STATED TASK:
Which lines of the material contain the string "bend"? Pull out each of those lines in full, matching case.

ENTRIES:
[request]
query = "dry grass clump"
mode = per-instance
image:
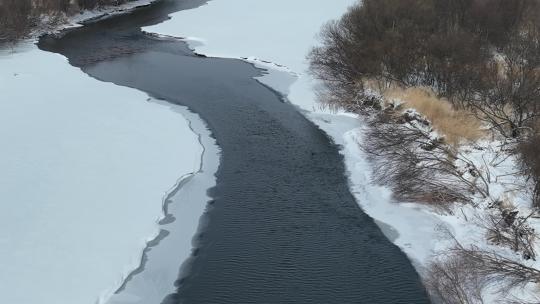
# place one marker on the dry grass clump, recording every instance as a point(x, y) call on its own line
point(457, 126)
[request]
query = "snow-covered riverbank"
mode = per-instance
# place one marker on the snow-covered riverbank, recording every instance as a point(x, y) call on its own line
point(86, 167)
point(278, 35)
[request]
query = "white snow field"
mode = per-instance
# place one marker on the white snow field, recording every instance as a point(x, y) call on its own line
point(85, 167)
point(278, 35)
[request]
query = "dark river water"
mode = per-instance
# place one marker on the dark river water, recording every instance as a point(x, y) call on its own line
point(283, 226)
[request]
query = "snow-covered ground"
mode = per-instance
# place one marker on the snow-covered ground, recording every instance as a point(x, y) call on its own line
point(54, 26)
point(85, 169)
point(277, 35)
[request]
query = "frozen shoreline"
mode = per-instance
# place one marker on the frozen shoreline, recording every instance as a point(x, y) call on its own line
point(100, 158)
point(287, 74)
point(277, 36)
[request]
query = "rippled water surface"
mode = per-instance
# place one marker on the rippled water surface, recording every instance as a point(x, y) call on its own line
point(283, 226)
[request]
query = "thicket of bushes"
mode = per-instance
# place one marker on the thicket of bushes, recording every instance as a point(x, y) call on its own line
point(482, 56)
point(18, 17)
point(461, 64)
point(447, 45)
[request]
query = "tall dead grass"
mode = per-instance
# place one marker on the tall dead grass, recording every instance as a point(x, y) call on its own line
point(457, 126)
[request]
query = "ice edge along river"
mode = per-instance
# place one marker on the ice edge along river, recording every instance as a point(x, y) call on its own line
point(277, 35)
point(87, 170)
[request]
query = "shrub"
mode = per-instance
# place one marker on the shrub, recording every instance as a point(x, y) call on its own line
point(456, 125)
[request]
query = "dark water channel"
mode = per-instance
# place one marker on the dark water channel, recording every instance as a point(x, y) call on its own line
point(283, 226)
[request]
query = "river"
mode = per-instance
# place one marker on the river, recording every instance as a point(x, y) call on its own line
point(282, 225)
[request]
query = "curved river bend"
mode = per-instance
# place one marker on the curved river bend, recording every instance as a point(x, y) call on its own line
point(282, 226)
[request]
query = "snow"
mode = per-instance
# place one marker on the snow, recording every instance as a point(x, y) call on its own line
point(73, 21)
point(86, 167)
point(186, 205)
point(276, 35)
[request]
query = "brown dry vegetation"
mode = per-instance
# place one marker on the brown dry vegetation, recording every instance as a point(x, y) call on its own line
point(457, 126)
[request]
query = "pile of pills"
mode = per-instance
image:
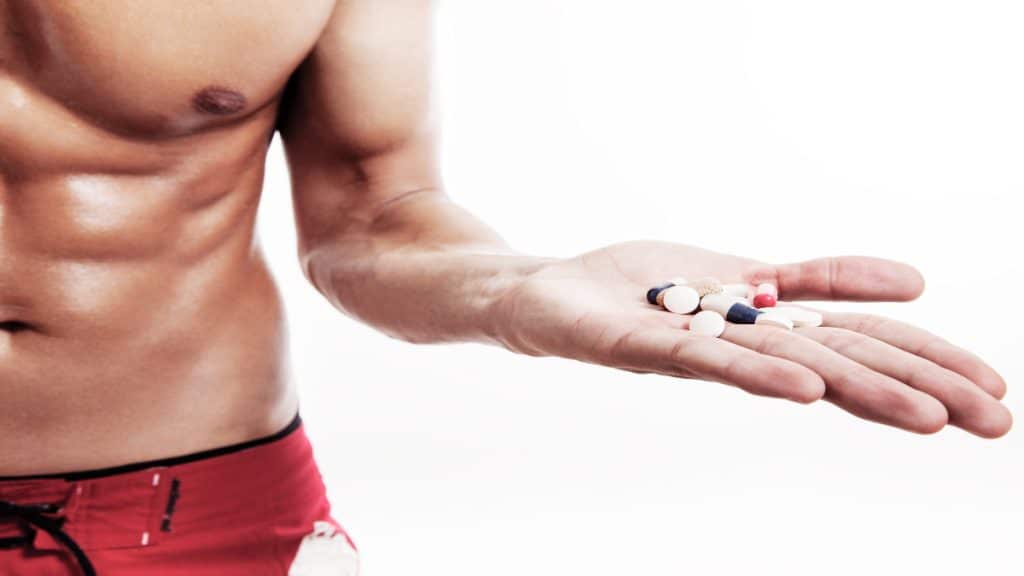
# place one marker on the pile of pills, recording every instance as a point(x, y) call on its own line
point(714, 303)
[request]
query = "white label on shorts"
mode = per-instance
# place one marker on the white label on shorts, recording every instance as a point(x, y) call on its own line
point(325, 552)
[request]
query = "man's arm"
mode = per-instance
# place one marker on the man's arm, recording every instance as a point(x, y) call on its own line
point(379, 237)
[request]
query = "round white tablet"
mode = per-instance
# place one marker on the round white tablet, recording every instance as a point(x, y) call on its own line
point(801, 317)
point(681, 299)
point(708, 323)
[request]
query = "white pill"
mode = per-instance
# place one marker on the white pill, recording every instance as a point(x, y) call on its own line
point(681, 299)
point(801, 317)
point(718, 302)
point(708, 323)
point(740, 290)
point(772, 319)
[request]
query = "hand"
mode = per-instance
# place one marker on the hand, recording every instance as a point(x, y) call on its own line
point(592, 309)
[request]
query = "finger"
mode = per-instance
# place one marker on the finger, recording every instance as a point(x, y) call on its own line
point(850, 385)
point(843, 278)
point(969, 406)
point(923, 343)
point(680, 353)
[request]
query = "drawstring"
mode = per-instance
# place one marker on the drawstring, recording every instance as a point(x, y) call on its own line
point(35, 515)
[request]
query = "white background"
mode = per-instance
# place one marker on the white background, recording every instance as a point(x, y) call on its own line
point(779, 130)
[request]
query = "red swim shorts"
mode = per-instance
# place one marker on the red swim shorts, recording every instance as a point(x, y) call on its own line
point(257, 508)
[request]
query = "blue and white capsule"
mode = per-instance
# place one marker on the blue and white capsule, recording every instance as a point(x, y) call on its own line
point(734, 312)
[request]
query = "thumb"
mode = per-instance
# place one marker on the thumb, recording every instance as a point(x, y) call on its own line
point(842, 278)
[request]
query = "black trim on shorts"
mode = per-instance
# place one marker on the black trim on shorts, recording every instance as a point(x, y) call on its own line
point(165, 462)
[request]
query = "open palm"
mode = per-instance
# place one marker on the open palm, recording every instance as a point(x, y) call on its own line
point(592, 309)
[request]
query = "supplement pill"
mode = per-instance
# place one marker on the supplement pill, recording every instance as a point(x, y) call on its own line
point(708, 323)
point(737, 313)
point(680, 299)
point(653, 292)
point(742, 314)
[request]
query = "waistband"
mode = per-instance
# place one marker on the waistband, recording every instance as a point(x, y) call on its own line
point(141, 503)
point(162, 462)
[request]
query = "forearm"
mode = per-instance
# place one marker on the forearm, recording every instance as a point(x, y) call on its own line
point(422, 270)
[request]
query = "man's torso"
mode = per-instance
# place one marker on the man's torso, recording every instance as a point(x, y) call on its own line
point(137, 319)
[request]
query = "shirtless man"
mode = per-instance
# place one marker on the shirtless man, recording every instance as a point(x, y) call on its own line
point(147, 424)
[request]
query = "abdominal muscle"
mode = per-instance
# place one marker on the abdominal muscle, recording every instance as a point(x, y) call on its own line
point(137, 317)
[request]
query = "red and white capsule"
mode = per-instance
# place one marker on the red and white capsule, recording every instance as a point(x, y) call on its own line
point(766, 296)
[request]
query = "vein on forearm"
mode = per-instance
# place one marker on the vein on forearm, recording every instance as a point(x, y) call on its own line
point(421, 269)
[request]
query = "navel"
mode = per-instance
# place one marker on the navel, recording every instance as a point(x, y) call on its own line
point(218, 100)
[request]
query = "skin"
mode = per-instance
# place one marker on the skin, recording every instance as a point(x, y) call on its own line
point(137, 317)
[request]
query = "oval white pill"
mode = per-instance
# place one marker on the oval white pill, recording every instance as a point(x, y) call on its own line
point(718, 302)
point(740, 290)
point(708, 323)
point(772, 319)
point(801, 317)
point(681, 299)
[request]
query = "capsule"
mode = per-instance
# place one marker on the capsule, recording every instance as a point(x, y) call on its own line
point(737, 313)
point(653, 293)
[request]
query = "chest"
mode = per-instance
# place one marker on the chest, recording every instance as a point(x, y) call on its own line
point(157, 67)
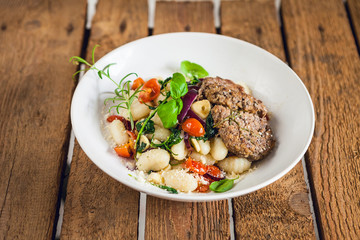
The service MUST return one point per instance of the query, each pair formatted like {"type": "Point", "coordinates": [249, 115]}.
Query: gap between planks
{"type": "Point", "coordinates": [91, 10]}
{"type": "Point", "coordinates": [303, 162]}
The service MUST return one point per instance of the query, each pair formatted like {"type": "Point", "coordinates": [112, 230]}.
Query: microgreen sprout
{"type": "Point", "coordinates": [123, 92]}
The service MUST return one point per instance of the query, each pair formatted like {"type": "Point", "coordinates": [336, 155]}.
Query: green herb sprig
{"type": "Point", "coordinates": [222, 185]}
{"type": "Point", "coordinates": [193, 71]}
{"type": "Point", "coordinates": [123, 92]}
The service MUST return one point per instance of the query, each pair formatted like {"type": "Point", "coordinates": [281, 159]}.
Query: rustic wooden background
{"type": "Point", "coordinates": [319, 198]}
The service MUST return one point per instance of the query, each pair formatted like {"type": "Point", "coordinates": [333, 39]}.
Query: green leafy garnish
{"type": "Point", "coordinates": [123, 89]}
{"type": "Point", "coordinates": [140, 148]}
{"type": "Point", "coordinates": [193, 70]}
{"type": "Point", "coordinates": [194, 81]}
{"type": "Point", "coordinates": [163, 83]}
{"type": "Point", "coordinates": [178, 86]}
{"type": "Point", "coordinates": [168, 113]}
{"type": "Point", "coordinates": [210, 130]}
{"type": "Point", "coordinates": [173, 139]}
{"type": "Point", "coordinates": [149, 127]}
{"type": "Point", "coordinates": [222, 185]}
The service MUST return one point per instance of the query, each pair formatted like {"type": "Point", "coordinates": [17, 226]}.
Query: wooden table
{"type": "Point", "coordinates": [318, 39]}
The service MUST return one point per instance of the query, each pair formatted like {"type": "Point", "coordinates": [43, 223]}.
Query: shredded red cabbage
{"type": "Point", "coordinates": [188, 99]}
{"type": "Point", "coordinates": [191, 114]}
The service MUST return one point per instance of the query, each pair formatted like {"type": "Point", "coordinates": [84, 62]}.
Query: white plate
{"type": "Point", "coordinates": [270, 79]}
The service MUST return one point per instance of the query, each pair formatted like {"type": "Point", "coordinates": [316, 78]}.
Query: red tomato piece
{"type": "Point", "coordinates": [193, 127]}
{"type": "Point", "coordinates": [131, 134]}
{"type": "Point", "coordinates": [137, 83]}
{"type": "Point", "coordinates": [151, 91]}
{"type": "Point", "coordinates": [195, 166]}
{"type": "Point", "coordinates": [123, 150]}
{"type": "Point", "coordinates": [115, 117]}
{"type": "Point", "coordinates": [214, 171]}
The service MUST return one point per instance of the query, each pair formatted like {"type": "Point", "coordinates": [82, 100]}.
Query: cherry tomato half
{"type": "Point", "coordinates": [151, 90]}
{"type": "Point", "coordinates": [115, 117]}
{"type": "Point", "coordinates": [137, 83]}
{"type": "Point", "coordinates": [193, 127]}
{"type": "Point", "coordinates": [123, 150]}
{"type": "Point", "coordinates": [195, 166]}
{"type": "Point", "coordinates": [214, 171]}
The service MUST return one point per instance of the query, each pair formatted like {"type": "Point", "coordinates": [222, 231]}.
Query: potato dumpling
{"type": "Point", "coordinates": [218, 149]}
{"type": "Point", "coordinates": [139, 110]}
{"type": "Point", "coordinates": [154, 159]}
{"type": "Point", "coordinates": [155, 177]}
{"type": "Point", "coordinates": [205, 159]}
{"type": "Point", "coordinates": [160, 133]}
{"type": "Point", "coordinates": [234, 164]}
{"type": "Point", "coordinates": [118, 132]}
{"type": "Point", "coordinates": [179, 150]}
{"type": "Point", "coordinates": [180, 180]}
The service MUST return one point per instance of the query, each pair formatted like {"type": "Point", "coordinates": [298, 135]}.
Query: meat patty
{"type": "Point", "coordinates": [241, 119]}
{"type": "Point", "coordinates": [227, 93]}
{"type": "Point", "coordinates": [244, 134]}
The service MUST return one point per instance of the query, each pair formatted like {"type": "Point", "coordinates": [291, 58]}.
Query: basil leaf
{"type": "Point", "coordinates": [193, 70]}
{"type": "Point", "coordinates": [222, 185]}
{"type": "Point", "coordinates": [168, 113]}
{"type": "Point", "coordinates": [179, 104]}
{"type": "Point", "coordinates": [149, 127]}
{"type": "Point", "coordinates": [164, 83]}
{"type": "Point", "coordinates": [178, 86]}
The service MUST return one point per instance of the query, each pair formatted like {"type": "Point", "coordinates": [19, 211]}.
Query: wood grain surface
{"type": "Point", "coordinates": [97, 206]}
{"type": "Point", "coordinates": [281, 210]}
{"type": "Point", "coordinates": [322, 51]}
{"type": "Point", "coordinates": [36, 40]}
{"type": "Point", "coordinates": [184, 17]}
{"type": "Point", "coordinates": [354, 9]}
{"type": "Point", "coordinates": [179, 220]}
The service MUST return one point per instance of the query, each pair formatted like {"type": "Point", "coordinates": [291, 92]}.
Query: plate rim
{"type": "Point", "coordinates": [184, 197]}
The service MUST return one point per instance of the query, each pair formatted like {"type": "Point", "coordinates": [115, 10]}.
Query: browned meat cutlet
{"type": "Point", "coordinates": [242, 119]}
{"type": "Point", "coordinates": [225, 92]}
{"type": "Point", "coordinates": [244, 134]}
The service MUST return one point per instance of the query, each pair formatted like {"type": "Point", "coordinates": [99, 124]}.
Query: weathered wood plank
{"type": "Point", "coordinates": [179, 220]}
{"type": "Point", "coordinates": [323, 52]}
{"type": "Point", "coordinates": [281, 210]}
{"type": "Point", "coordinates": [184, 16]}
{"type": "Point", "coordinates": [97, 205]}
{"type": "Point", "coordinates": [36, 40]}
{"type": "Point", "coordinates": [354, 9]}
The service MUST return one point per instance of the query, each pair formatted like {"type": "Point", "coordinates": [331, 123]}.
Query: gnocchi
{"type": "Point", "coordinates": [201, 108]}
{"type": "Point", "coordinates": [183, 150]}
{"type": "Point", "coordinates": [155, 177]}
{"type": "Point", "coordinates": [218, 149]}
{"type": "Point", "coordinates": [118, 132]}
{"type": "Point", "coordinates": [205, 159]}
{"type": "Point", "coordinates": [181, 180]}
{"type": "Point", "coordinates": [235, 165]}
{"type": "Point", "coordinates": [154, 159]}
{"type": "Point", "coordinates": [179, 151]}
{"type": "Point", "coordinates": [160, 133]}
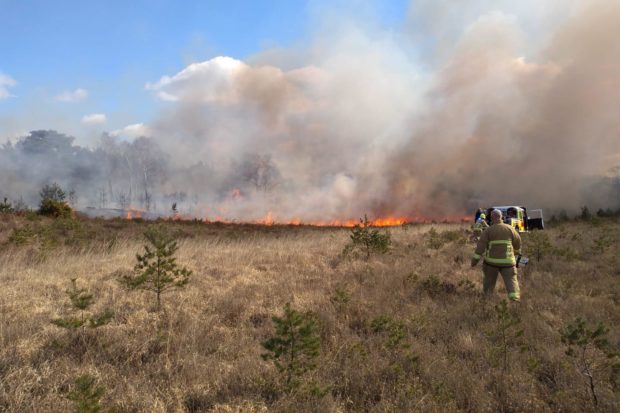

THE ANSWER:
query = "curved river bend"
# place one marker on the curved river bend, recording every instance as a point(x, y) call on its own line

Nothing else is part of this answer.